Point annotations for photos:
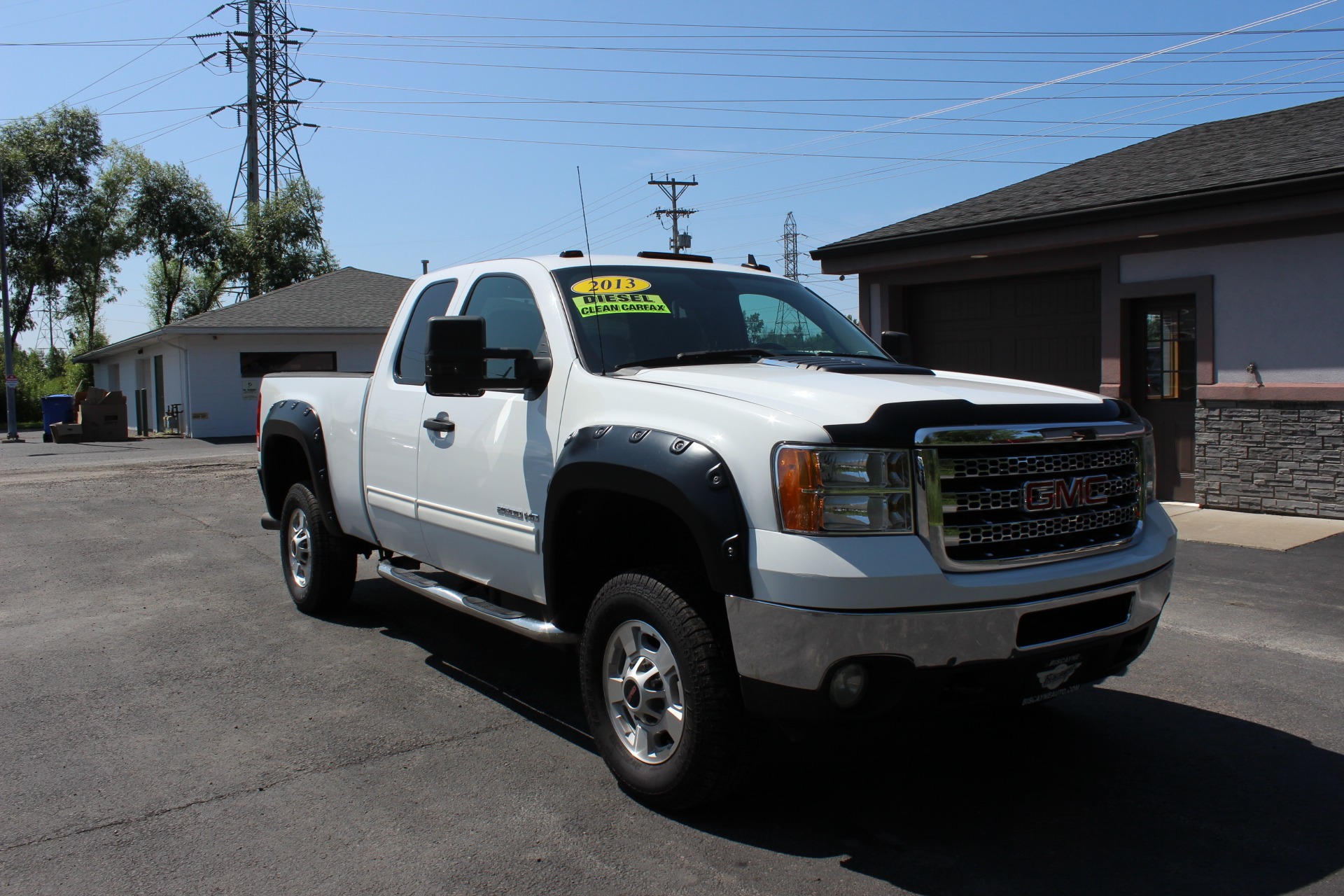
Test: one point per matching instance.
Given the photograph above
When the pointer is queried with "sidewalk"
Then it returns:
(1262, 531)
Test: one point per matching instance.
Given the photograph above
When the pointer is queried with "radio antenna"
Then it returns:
(588, 248)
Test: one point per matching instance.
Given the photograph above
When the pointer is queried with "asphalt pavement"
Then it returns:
(174, 726)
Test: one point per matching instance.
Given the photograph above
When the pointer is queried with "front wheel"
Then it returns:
(319, 566)
(659, 691)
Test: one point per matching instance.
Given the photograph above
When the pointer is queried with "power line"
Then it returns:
(1066, 78)
(127, 64)
(889, 33)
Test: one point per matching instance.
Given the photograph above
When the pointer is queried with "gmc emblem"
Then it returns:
(1058, 495)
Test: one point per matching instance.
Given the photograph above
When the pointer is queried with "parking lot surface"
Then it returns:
(174, 726)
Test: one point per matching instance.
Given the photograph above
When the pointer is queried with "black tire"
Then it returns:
(321, 580)
(706, 761)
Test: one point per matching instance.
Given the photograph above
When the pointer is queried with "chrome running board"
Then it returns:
(479, 608)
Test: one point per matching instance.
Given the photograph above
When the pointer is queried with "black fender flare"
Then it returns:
(683, 476)
(299, 422)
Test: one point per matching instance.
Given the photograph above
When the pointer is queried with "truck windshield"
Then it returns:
(632, 316)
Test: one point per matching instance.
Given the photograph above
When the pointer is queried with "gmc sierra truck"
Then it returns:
(730, 498)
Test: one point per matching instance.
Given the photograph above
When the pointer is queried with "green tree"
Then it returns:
(204, 292)
(198, 290)
(49, 163)
(183, 229)
(99, 235)
(281, 241)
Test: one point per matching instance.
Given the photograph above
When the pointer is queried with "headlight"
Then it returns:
(1149, 466)
(835, 491)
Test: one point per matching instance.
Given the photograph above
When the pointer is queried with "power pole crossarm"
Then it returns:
(672, 188)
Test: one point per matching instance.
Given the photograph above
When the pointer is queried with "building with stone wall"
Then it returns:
(1199, 276)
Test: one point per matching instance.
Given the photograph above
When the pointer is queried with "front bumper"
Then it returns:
(796, 648)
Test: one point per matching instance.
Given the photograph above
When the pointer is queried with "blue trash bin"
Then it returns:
(57, 409)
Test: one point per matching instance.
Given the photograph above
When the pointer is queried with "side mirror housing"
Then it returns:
(456, 359)
(898, 346)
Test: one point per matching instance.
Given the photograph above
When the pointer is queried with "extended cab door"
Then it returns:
(393, 428)
(482, 486)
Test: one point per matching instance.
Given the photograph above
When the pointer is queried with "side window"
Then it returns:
(410, 355)
(511, 318)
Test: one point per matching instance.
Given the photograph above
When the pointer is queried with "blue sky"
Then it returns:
(454, 136)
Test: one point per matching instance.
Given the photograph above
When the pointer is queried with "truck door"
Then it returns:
(393, 430)
(482, 486)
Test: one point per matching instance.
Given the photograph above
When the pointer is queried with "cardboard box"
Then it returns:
(104, 422)
(66, 433)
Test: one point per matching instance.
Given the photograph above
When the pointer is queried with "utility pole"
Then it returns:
(11, 384)
(672, 188)
(253, 172)
(270, 153)
(790, 248)
(790, 326)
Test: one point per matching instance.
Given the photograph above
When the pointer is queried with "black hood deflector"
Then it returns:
(897, 424)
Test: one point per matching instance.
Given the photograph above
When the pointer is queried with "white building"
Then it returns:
(210, 365)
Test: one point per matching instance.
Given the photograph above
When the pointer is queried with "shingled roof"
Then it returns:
(1270, 147)
(347, 300)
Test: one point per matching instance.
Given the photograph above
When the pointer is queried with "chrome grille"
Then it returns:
(1038, 528)
(1034, 464)
(976, 500)
(1009, 498)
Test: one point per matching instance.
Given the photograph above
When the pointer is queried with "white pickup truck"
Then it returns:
(736, 504)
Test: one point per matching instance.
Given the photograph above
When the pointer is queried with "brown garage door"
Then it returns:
(1043, 328)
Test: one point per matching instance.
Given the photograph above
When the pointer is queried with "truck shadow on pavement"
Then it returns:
(1102, 793)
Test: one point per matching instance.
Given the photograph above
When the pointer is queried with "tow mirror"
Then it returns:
(457, 362)
(898, 346)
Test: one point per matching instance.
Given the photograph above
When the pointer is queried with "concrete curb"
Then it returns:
(1264, 531)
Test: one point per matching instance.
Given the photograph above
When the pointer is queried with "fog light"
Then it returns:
(847, 685)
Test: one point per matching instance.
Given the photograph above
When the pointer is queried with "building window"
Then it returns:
(257, 365)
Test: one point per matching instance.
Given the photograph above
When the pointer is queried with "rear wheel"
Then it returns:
(319, 566)
(659, 691)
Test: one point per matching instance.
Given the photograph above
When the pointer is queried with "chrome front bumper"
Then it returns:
(794, 647)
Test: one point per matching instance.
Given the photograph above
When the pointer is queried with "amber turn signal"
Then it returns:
(799, 476)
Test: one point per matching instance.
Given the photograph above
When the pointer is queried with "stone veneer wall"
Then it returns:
(1273, 457)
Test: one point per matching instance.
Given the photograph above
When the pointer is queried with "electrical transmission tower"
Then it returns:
(265, 50)
(790, 326)
(672, 188)
(790, 248)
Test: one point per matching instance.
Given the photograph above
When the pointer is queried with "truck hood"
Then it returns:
(827, 398)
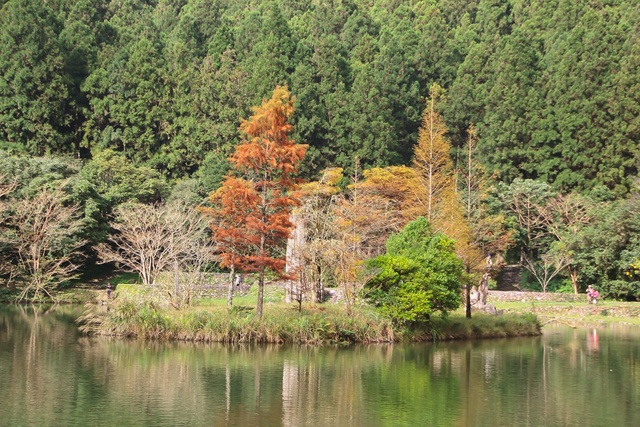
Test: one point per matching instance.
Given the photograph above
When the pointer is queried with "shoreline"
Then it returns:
(283, 325)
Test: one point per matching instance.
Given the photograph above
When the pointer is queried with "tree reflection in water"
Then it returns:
(50, 374)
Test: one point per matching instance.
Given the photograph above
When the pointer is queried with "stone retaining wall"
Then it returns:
(512, 296)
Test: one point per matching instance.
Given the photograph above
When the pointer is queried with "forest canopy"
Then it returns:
(552, 87)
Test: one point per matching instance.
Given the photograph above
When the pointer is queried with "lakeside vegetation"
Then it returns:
(400, 187)
(284, 323)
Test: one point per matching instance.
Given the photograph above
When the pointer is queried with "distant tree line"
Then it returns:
(551, 86)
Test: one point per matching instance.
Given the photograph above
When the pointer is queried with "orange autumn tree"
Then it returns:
(255, 221)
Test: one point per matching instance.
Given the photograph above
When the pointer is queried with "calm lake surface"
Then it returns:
(52, 375)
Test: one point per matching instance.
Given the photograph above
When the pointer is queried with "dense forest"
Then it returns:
(141, 101)
(552, 87)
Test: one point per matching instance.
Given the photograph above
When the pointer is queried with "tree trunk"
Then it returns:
(260, 293)
(573, 274)
(232, 277)
(468, 302)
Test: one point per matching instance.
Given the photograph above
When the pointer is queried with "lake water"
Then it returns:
(52, 375)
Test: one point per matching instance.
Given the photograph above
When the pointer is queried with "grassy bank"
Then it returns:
(281, 323)
(577, 313)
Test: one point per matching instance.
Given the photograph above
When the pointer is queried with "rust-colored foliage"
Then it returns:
(251, 217)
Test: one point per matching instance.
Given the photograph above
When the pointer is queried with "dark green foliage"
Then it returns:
(551, 87)
(606, 249)
(419, 274)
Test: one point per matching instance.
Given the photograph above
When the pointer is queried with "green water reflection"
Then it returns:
(52, 375)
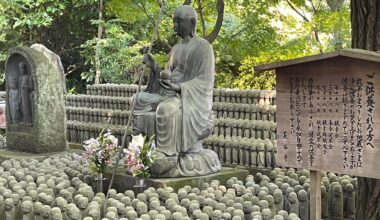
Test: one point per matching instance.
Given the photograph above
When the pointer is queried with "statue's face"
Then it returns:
(181, 25)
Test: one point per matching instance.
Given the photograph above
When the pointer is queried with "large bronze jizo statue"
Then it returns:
(176, 106)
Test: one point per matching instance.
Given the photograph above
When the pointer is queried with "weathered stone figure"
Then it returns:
(177, 103)
(26, 88)
(14, 101)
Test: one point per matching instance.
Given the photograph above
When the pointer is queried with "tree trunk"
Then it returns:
(365, 20)
(100, 32)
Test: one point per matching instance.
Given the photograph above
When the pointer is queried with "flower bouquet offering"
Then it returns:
(140, 155)
(98, 152)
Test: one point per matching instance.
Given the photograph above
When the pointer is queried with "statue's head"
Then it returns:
(185, 21)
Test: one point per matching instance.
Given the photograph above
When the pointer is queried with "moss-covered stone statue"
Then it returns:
(177, 103)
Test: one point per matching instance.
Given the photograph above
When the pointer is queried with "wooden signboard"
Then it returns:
(328, 112)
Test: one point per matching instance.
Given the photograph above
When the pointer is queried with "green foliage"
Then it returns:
(254, 32)
(119, 55)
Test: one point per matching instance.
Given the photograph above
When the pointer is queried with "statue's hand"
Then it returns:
(149, 60)
(170, 86)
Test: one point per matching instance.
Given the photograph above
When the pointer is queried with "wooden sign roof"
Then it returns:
(351, 53)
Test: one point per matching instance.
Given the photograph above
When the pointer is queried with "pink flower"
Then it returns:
(136, 167)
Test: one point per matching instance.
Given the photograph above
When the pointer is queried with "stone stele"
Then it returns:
(35, 103)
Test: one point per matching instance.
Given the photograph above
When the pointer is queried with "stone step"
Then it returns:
(101, 102)
(96, 115)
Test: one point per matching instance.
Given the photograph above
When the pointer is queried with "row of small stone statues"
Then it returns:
(245, 111)
(78, 131)
(246, 152)
(220, 95)
(55, 189)
(115, 117)
(225, 116)
(99, 102)
(258, 129)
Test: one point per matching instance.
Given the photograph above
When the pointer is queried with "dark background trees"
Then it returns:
(365, 18)
(253, 32)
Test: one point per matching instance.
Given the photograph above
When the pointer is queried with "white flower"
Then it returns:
(92, 141)
(77, 157)
(138, 140)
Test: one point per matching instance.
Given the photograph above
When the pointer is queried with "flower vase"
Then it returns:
(140, 182)
(140, 185)
(99, 182)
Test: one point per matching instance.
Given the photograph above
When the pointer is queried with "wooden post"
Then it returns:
(315, 195)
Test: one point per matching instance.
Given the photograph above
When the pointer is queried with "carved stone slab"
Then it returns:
(35, 103)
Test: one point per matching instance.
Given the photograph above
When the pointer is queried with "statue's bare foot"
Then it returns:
(164, 164)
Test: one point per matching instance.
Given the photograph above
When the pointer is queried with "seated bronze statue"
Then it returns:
(176, 105)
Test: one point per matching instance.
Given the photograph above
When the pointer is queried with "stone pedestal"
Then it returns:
(36, 118)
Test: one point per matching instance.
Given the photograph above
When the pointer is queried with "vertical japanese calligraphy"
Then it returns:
(329, 119)
(370, 93)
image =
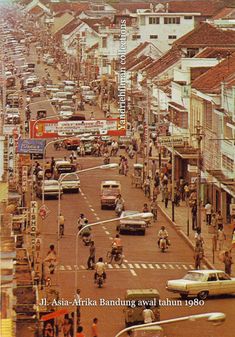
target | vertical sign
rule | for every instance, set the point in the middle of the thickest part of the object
(33, 225)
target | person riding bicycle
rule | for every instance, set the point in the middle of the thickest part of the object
(116, 245)
(100, 269)
(163, 234)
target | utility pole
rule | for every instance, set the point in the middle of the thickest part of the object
(198, 136)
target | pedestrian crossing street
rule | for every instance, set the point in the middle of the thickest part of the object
(136, 266)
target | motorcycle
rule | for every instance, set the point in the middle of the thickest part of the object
(118, 210)
(163, 244)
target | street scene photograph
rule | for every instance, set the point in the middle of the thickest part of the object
(117, 168)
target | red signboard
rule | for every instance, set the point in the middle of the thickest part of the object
(57, 128)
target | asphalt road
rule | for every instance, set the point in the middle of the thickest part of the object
(144, 265)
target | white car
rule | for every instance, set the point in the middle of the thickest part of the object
(202, 283)
(51, 189)
(70, 182)
(66, 111)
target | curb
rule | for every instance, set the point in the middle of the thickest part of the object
(184, 236)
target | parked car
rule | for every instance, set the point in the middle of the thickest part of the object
(133, 225)
(51, 189)
(109, 191)
(70, 182)
(202, 283)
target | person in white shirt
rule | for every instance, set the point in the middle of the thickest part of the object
(208, 210)
(148, 315)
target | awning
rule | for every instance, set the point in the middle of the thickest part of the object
(6, 329)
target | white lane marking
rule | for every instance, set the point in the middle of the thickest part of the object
(133, 272)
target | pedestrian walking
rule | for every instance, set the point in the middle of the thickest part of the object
(61, 224)
(91, 258)
(148, 314)
(94, 329)
(198, 255)
(221, 237)
(228, 261)
(194, 217)
(208, 211)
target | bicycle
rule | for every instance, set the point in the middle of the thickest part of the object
(115, 255)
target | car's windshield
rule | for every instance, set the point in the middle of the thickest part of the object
(193, 276)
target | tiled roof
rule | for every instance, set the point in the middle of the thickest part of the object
(205, 7)
(136, 50)
(210, 81)
(206, 35)
(163, 63)
(95, 23)
(213, 52)
(131, 7)
(68, 6)
(225, 13)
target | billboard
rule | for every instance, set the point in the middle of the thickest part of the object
(57, 128)
(31, 145)
(43, 129)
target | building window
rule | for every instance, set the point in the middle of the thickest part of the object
(104, 42)
(171, 21)
(135, 37)
(142, 20)
(227, 163)
(154, 20)
(191, 52)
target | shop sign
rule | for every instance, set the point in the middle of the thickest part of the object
(31, 146)
(24, 178)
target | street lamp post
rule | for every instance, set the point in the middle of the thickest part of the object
(215, 318)
(142, 215)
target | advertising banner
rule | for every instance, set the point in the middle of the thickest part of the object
(31, 146)
(54, 128)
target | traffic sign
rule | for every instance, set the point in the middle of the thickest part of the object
(43, 211)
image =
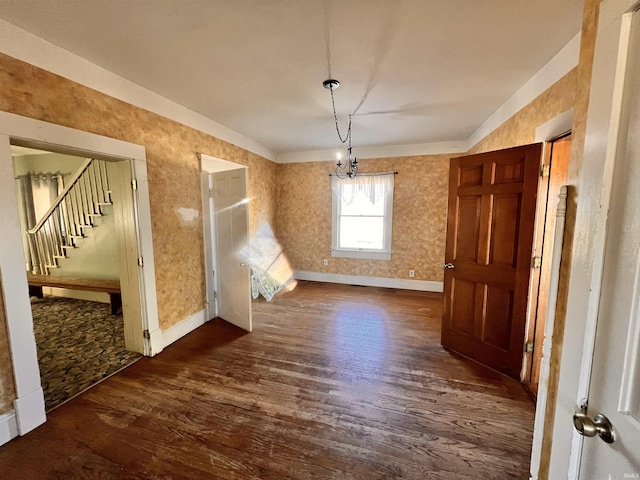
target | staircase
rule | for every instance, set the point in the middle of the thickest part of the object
(69, 216)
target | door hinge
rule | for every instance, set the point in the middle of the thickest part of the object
(545, 170)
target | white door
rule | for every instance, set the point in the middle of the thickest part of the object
(614, 389)
(229, 194)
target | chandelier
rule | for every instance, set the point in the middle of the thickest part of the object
(350, 168)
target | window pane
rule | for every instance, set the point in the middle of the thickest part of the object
(361, 232)
(361, 204)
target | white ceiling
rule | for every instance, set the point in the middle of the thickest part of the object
(413, 71)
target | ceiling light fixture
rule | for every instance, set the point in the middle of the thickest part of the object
(350, 168)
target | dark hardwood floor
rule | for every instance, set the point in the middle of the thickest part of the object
(335, 382)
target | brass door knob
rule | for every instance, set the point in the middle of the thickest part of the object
(600, 425)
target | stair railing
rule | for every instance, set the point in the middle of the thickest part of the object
(69, 215)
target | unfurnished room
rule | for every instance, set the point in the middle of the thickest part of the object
(320, 239)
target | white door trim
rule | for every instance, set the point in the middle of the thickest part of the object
(29, 404)
(593, 199)
(209, 165)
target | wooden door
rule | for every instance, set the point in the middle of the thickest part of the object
(490, 224)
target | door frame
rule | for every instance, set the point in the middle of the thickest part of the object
(29, 409)
(545, 134)
(587, 259)
(209, 165)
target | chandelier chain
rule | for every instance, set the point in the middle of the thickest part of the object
(335, 118)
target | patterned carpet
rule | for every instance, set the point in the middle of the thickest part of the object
(79, 343)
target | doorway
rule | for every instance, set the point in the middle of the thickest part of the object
(29, 408)
(554, 176)
(71, 245)
(226, 239)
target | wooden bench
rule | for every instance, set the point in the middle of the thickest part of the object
(112, 287)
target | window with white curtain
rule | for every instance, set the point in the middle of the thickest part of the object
(362, 216)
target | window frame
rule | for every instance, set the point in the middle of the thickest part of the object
(362, 253)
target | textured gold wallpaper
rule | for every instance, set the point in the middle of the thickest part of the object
(7, 387)
(419, 217)
(520, 129)
(173, 169)
(583, 86)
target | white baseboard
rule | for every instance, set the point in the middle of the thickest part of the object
(184, 327)
(100, 297)
(30, 412)
(421, 285)
(8, 427)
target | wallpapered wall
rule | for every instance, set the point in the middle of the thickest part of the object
(7, 389)
(419, 217)
(173, 170)
(520, 129)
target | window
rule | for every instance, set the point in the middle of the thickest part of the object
(362, 216)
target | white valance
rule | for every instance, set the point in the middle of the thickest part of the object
(373, 186)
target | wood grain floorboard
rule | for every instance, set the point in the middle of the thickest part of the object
(335, 382)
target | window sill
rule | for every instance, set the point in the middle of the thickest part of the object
(363, 254)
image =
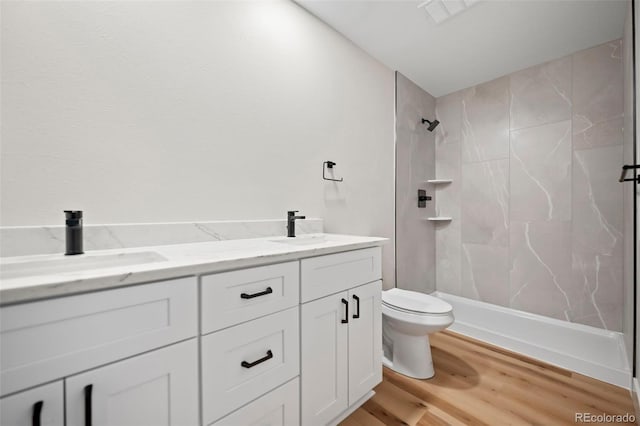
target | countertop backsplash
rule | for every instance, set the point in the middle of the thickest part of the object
(30, 240)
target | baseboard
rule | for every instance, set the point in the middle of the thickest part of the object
(346, 413)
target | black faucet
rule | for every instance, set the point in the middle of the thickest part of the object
(73, 232)
(291, 222)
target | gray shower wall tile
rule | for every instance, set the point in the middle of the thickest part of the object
(540, 275)
(605, 133)
(448, 257)
(485, 121)
(485, 203)
(415, 163)
(448, 234)
(541, 94)
(597, 85)
(540, 166)
(597, 238)
(540, 209)
(485, 273)
(449, 113)
(448, 167)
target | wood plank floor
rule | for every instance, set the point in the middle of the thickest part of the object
(480, 384)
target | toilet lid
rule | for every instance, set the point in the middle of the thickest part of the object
(415, 302)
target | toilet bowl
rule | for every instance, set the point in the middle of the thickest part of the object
(408, 317)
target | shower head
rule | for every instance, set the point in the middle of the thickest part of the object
(432, 124)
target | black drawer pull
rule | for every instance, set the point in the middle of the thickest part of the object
(37, 411)
(267, 357)
(87, 405)
(346, 311)
(269, 290)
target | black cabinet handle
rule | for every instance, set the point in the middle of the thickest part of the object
(269, 290)
(357, 313)
(37, 411)
(267, 357)
(346, 311)
(87, 405)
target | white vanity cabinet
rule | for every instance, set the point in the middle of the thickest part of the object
(251, 340)
(341, 344)
(42, 406)
(286, 344)
(123, 357)
(157, 388)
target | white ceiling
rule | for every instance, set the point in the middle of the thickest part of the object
(490, 39)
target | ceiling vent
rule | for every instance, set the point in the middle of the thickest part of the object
(441, 10)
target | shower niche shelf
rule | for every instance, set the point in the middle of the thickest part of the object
(439, 219)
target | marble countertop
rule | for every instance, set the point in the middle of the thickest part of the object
(58, 275)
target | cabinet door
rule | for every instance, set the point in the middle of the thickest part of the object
(280, 407)
(365, 340)
(43, 405)
(324, 373)
(155, 389)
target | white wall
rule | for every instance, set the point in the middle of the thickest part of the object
(186, 111)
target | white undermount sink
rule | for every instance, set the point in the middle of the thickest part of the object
(302, 240)
(82, 262)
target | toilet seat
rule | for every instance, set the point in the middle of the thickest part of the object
(415, 303)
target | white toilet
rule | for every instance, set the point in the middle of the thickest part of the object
(408, 317)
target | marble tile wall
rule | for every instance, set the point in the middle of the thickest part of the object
(534, 157)
(629, 191)
(29, 240)
(415, 163)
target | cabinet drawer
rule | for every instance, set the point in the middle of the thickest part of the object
(44, 341)
(20, 409)
(280, 407)
(233, 297)
(269, 349)
(324, 275)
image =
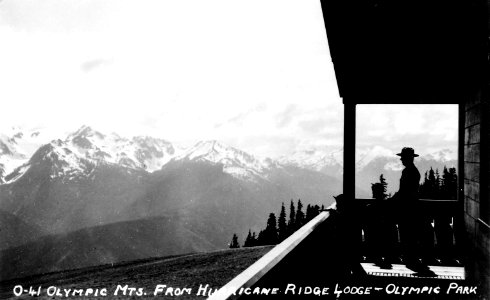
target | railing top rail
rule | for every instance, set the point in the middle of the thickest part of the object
(253, 273)
(423, 200)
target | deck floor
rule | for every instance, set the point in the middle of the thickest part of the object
(442, 272)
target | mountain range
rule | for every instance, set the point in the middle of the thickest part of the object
(91, 198)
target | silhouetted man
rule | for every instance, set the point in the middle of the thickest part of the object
(408, 213)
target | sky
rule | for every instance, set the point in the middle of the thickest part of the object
(256, 75)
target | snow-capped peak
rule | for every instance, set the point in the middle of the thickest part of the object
(235, 162)
(145, 153)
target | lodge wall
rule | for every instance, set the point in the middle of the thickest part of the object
(477, 187)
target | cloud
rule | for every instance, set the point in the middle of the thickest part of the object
(94, 64)
(285, 117)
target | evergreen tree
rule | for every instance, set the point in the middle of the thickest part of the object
(292, 218)
(261, 239)
(431, 185)
(282, 225)
(270, 232)
(248, 239)
(300, 216)
(437, 187)
(234, 242)
(309, 213)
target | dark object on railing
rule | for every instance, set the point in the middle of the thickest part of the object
(436, 231)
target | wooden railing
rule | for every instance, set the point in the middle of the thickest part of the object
(239, 285)
(330, 243)
(440, 230)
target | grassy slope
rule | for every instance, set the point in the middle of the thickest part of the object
(214, 268)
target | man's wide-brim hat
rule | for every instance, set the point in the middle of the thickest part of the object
(407, 152)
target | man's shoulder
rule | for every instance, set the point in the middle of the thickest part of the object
(411, 170)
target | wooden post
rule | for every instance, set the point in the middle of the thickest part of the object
(349, 184)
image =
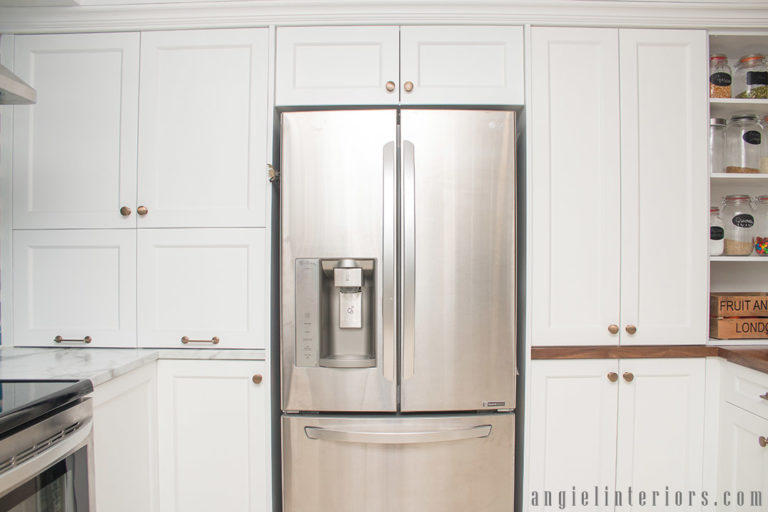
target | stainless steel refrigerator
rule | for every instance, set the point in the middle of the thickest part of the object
(398, 310)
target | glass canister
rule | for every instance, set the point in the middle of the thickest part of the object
(720, 76)
(751, 77)
(738, 224)
(743, 144)
(760, 231)
(716, 144)
(716, 232)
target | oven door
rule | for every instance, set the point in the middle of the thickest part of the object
(52, 468)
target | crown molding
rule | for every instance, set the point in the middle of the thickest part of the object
(736, 15)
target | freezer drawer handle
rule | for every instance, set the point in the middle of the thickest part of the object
(436, 436)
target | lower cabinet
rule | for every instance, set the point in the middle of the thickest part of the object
(213, 436)
(615, 424)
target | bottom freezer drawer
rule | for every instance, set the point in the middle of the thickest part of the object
(404, 464)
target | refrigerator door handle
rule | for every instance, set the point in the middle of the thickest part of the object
(389, 345)
(408, 259)
(367, 437)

▸ TO DO:
The line that contains "target | man's shoulder" opens the part to copy, and the last line of the records closes it; set down those lines exactly, pictures excluded.

▸ EXERCISE OUTPUT:
target | man's shoulder
rule | for every instance, set the point in the middle of the thickest part of the object
(411, 170)
target | wooden post
rule | for every instance, set the point in the middle of the thickest part of the object
(349, 184)
image =
target | stainless steel refrigerator
rule | for every instance, set the point in the middle of the thickest part of the object
(398, 310)
target | glass canister
rule | for every instance, set the point in the middle of the thickest part of the object
(720, 76)
(751, 77)
(738, 224)
(743, 144)
(760, 231)
(716, 144)
(716, 232)
target | oven door
rule | for every instance, set the point in the middle of the thickest part of the object
(52, 468)
target | crown molding
rule | for every instance, set the point in the middle of the thickest part of the object
(736, 15)
target | freezer drawer handle
rule | for every instance, set the point in the middle of the thickest part of the object
(436, 436)
target | lower cabinet
rule | for every instance, set the point in the middle of the thickest part of the object
(213, 436)
(615, 424)
target | bottom freezer drawer
rule | for every instance, set the point in the middle of the thickest part of the object
(404, 464)
target | refrigerator door handle
rule | for every instance, set the point in the middle of the thickest part of the object
(389, 345)
(408, 259)
(367, 437)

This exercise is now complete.